# Source passage start

On Wednesday the Supreme Court heard Michigan v. EPA, a case that considered the legality of an Environmental Protection Agency (EPA) rule restricting the mercury emissions from coal-fired power plants. Setting aside some of the statutory niceties, the case seems to pose a compellingly simple question: must the EPA consider costs when it decides to regulate certain kinds of power plants?
To petitioners, including a bevy of states and electricity industry lobby groups, the answer is simple: yes, the EPA should always consider costs, and often this will tip the scales against regulation. The EPA’s answer is also pretty simple: no, because Congress didn’t require it to under the relevant bit of the Clean Air Act. And, the EPA and its supporters go on to say, if the EPA was required to consider costs, its regulation would still be justified.
So goes another round of the interminable debate between industry and regulators. But what if they are focusing on the wrong part of the question? What if the question is not whether costs should be considered when regulating power plants, but whether the EPA should consider them?
This was one of the themes raised in the Institute for Policy Integrity at NYU Law’s amicus brief on the case. When asking who considers costs rather than whether they’re considered at all, this case becomes a lot more interesting, because it helps show how the EPA could regulate air pollution in more sophisticated ways than current ‘command and control’ rules allow.
The heart of this approach lies in section 112(d) of the Clean Air Act. This statute says that when the EPA has decided to regulate a plant or factory emitting hazardous air particles (a list of which Congress included elsewhere), it has a choice, more or less, between two options.
The first, called 112(d)(2), leaves the cost calculation to the EPA itself. While the agency has to balance compliance costs against the benefits to public health and the environment, it decides how to strike that balance, and what mechanisms industry may use to comply with what they decide (subject to judicial review if the EPA is ‘arbitrary and capricious’ in its determinations).
The second choice is more subtle. Congress was worried that the EPA would be too timid in its regulations; in the 1980s, the old Clean Air Act set such a high standard for public health that the EPA seemingly chose not to regulate pollutant-emitters at all for fear of shutting down huge swathes of the U.S. economy that relied on them (like, say, those who rely on coal-generated electricity). Congress didn’t want to leave EPA that choice again, so in 1990 they enacted section 112(d)(3). Congress said that when the EPA identifies an emitter of hazardous pollutants, it can choose to impose a standard set by the market itself – the “maximum achievable control technology,” or MACT, that the best performing, cleanest sources in the category have already implemented.

# Source passage end

*Stated exercise 1*:
In the records below, find every line that contains the string "jersey" and copy each of those lines. Case counts.

# Given records start

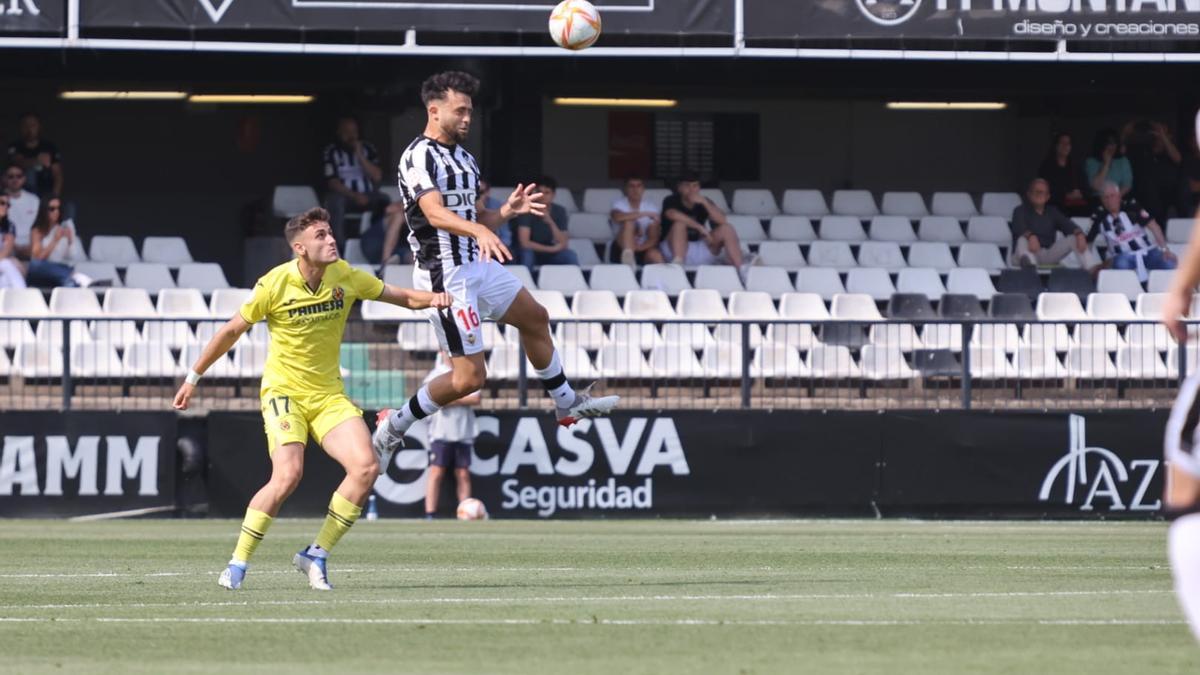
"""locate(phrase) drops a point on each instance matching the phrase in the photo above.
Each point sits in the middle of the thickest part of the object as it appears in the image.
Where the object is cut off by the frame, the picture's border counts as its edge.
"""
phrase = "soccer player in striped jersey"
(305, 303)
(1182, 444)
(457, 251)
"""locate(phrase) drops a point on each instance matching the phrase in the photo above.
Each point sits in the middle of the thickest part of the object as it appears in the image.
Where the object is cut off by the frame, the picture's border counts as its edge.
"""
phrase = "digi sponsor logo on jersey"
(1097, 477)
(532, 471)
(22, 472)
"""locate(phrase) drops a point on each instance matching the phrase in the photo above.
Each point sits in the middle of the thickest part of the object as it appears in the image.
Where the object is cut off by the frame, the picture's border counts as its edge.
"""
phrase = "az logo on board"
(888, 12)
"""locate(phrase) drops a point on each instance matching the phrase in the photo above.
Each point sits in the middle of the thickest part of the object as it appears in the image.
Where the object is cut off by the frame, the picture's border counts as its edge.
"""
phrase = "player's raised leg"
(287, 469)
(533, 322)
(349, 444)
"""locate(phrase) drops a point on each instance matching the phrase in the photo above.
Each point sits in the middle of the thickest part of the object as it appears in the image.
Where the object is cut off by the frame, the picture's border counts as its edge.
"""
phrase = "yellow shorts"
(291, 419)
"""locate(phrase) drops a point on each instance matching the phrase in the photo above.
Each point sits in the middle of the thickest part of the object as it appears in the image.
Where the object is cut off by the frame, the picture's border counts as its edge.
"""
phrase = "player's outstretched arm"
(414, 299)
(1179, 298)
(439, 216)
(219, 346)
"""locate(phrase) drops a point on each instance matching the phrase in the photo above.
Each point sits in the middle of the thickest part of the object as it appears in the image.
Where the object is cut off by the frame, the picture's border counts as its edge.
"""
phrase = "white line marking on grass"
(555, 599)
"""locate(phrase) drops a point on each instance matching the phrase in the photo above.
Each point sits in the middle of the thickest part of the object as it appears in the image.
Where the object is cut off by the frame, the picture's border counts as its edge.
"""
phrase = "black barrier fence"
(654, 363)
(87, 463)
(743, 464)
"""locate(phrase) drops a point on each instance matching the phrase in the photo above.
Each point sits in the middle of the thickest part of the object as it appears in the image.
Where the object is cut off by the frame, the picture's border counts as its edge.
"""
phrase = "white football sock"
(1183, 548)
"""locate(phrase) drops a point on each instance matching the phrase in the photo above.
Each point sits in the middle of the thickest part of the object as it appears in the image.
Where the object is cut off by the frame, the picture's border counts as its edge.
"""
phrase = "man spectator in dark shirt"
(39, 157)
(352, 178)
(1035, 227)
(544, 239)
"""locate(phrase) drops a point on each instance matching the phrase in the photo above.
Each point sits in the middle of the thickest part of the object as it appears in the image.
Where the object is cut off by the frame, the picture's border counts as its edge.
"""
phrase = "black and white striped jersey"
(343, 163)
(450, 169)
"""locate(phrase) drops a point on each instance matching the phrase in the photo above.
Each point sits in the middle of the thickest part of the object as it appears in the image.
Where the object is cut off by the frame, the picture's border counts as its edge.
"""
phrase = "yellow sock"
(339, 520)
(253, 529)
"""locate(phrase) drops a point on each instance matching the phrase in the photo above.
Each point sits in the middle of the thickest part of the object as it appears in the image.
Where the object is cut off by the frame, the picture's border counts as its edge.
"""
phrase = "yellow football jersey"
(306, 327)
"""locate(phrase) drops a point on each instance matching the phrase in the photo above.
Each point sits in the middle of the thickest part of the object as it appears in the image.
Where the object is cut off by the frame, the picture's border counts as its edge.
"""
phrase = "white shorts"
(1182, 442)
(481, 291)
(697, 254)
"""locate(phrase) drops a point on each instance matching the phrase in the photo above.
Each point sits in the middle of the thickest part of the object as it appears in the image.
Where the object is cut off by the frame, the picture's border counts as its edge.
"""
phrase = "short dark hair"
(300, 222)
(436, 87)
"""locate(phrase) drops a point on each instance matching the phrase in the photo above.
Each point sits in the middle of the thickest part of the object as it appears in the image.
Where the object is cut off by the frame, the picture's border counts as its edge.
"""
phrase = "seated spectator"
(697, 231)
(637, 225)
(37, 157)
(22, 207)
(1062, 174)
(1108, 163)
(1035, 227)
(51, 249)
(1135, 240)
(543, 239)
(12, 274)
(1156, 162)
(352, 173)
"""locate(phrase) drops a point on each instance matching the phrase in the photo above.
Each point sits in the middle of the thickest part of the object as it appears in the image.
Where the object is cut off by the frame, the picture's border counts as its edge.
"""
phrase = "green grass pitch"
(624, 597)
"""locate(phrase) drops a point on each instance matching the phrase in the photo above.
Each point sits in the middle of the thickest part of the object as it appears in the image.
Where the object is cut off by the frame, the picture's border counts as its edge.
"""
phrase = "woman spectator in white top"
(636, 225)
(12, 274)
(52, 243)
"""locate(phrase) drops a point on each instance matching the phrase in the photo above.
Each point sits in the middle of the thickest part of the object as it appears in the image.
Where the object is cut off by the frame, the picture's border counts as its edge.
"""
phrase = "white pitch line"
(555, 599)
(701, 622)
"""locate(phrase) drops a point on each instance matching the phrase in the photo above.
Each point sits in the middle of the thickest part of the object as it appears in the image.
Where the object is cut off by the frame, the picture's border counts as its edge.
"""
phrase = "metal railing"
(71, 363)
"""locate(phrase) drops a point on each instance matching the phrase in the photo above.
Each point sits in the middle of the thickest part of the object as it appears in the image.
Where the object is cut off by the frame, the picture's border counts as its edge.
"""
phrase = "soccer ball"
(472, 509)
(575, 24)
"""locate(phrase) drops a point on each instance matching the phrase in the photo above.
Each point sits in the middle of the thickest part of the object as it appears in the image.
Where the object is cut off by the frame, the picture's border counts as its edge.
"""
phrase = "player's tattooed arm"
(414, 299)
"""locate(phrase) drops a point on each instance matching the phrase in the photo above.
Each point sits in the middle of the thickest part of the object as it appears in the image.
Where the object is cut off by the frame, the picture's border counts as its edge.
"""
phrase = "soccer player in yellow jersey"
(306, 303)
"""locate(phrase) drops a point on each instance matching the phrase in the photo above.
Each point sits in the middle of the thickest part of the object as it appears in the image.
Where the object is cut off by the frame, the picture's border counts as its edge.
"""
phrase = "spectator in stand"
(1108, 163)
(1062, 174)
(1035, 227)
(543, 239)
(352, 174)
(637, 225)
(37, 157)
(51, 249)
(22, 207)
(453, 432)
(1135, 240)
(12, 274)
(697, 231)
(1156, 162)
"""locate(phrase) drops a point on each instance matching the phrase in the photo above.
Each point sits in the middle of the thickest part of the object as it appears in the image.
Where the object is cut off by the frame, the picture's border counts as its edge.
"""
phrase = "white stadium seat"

# Given records end

*Stated exercise 2*:
From the passage on Michigan v. EPA above, copy the span that begins at the words "So goes another" and stops after "should consider them?", keeping every word unchanged.

*Exercise result 1*:
phrase = "soccer player in striped jersey"
phrase = "digi sponsor logo on jersey"
phrase = "black and white striped jersey"
phrase = "yellow football jersey"
phrase = "soccer player in yellow jersey"

*Exercise result 2*:
So goes another round of the interminable debate between industry and regulators. But what if they are focusing on the wrong part of the question? What if the question is not whether costs should be considered when regulating power plants, but whether the EPA should consider them?